***** RECORD SET

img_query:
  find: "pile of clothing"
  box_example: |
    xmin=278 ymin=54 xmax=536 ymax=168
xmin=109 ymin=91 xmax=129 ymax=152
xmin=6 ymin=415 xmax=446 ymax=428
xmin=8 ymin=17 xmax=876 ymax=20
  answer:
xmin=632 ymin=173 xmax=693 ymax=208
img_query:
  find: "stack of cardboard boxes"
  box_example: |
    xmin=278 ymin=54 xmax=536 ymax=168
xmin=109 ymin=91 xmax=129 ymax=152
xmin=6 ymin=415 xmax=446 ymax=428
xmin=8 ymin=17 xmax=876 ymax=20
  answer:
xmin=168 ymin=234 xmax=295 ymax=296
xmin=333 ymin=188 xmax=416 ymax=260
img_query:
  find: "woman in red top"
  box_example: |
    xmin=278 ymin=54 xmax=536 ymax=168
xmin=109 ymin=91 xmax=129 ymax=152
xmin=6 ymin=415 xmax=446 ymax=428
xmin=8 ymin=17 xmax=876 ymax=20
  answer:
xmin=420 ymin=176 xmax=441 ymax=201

**********

» REQUIRED ACTION: Having read the entries above, set each one down again exactly.

» REPLY:
img_query:
  find: "pile of clothing"
  box_example: |
    xmin=278 ymin=54 xmax=536 ymax=168
xmin=109 ymin=91 xmax=129 ymax=152
xmin=6 ymin=415 xmax=446 ymax=428
xmin=8 ymin=17 xmax=876 ymax=20
  answer:
xmin=632 ymin=173 xmax=693 ymax=208
img_query:
  find: "stack of cardboard boxes"
  box_example: |
    xmin=278 ymin=54 xmax=536 ymax=168
xmin=109 ymin=91 xmax=129 ymax=152
xmin=6 ymin=415 xmax=446 ymax=428
xmin=8 ymin=17 xmax=876 ymax=20
  answer:
xmin=168 ymin=234 xmax=295 ymax=296
xmin=333 ymin=188 xmax=416 ymax=260
img_query:
  find: "woman in red top"
  box_example: |
    xmin=278 ymin=54 xmax=536 ymax=168
xmin=109 ymin=91 xmax=129 ymax=152
xmin=6 ymin=415 xmax=446 ymax=428
xmin=8 ymin=17 xmax=876 ymax=20
  answer:
xmin=420 ymin=176 xmax=441 ymax=201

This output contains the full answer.